**PROMPT**:
From the entries that follow, list every line in which the string "side" appears.

(Region pointing data)
---
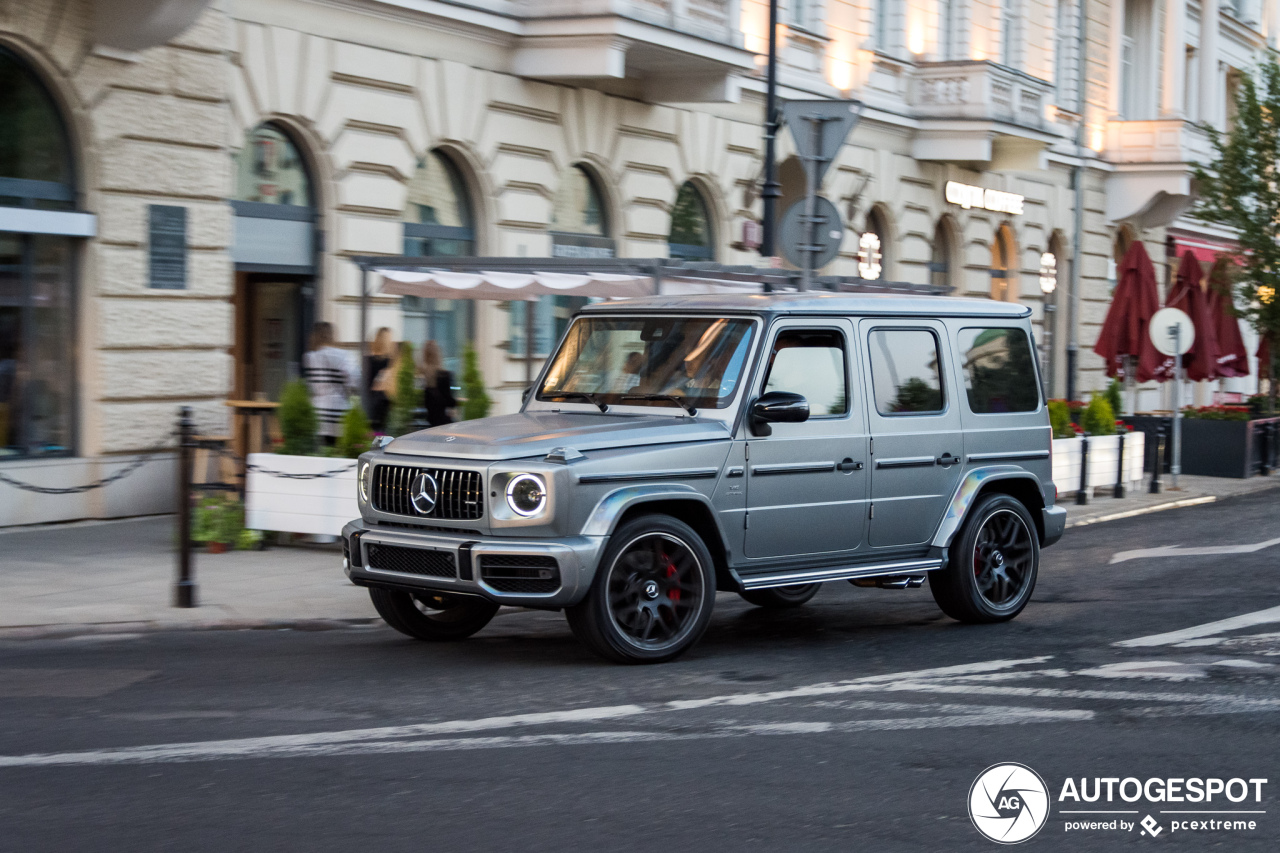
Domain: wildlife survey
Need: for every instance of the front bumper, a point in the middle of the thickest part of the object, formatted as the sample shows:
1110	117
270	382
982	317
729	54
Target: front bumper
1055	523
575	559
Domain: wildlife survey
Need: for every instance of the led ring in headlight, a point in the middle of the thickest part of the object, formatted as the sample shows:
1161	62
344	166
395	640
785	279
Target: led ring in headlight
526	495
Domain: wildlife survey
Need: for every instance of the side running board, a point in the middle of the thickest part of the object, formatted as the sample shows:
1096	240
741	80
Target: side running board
---
**ANSWER AREA**:
Need: for every instance of the side running board, a point in the middle of the thickest part of the object, formatted as the sample shows:
Target: side running board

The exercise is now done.